Set exercise
Convert every line of the records below into a Markdown table with two columns, Row and Line, numbering each row and skipping blank lines. Leave the pictures out of the table.

Dataset entries
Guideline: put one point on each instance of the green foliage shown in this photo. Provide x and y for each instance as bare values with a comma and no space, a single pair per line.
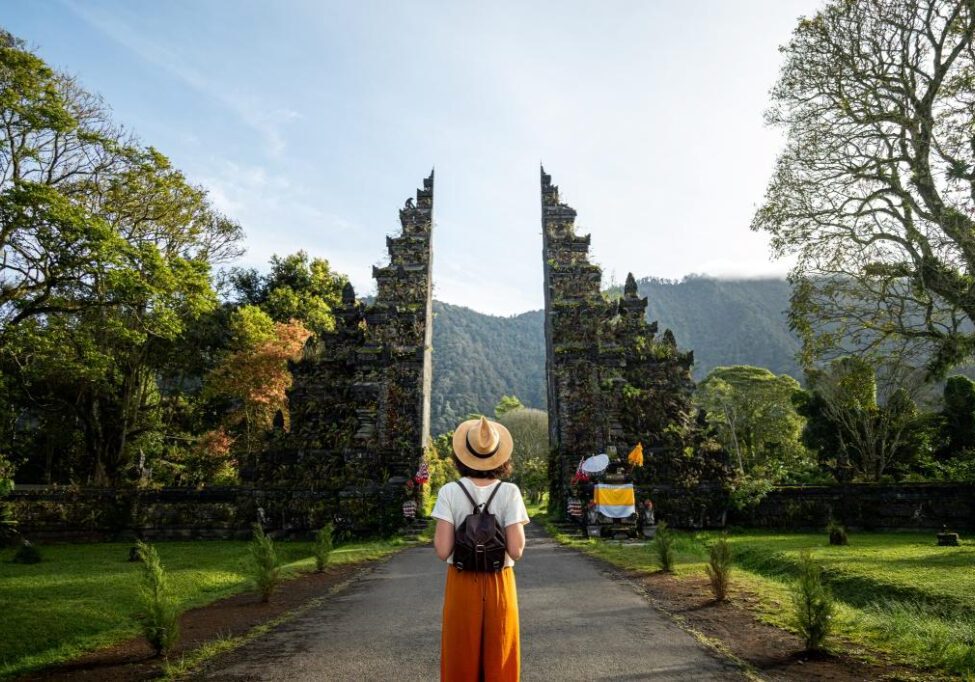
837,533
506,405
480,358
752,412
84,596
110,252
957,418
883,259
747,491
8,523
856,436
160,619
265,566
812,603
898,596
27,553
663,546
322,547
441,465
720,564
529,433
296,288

Task output
| Row | Line |
|---|---|
| 1 | Guideline: put one point on each instance of the green foliage shown in this photo. Provide x and y for each instance as bare values with a comma and no space, a single pair per line. |
| 2 | 837,533 |
| 3 | 506,405 |
| 4 | 480,358 |
| 5 | 752,412 |
| 6 | 84,596 |
| 7 | 110,252 |
| 8 | 957,418 |
| 9 | 883,259 |
| 10 | 747,491 |
| 11 | 8,523 |
| 12 | 856,436 |
| 13 | 160,619 |
| 14 | 265,566 |
| 15 | 812,603 |
| 16 | 898,596 |
| 17 | 27,553 |
| 18 | 663,546 |
| 19 | 322,547 |
| 20 | 441,465 |
| 21 | 720,564 |
| 22 | 529,433 |
| 23 | 296,288 |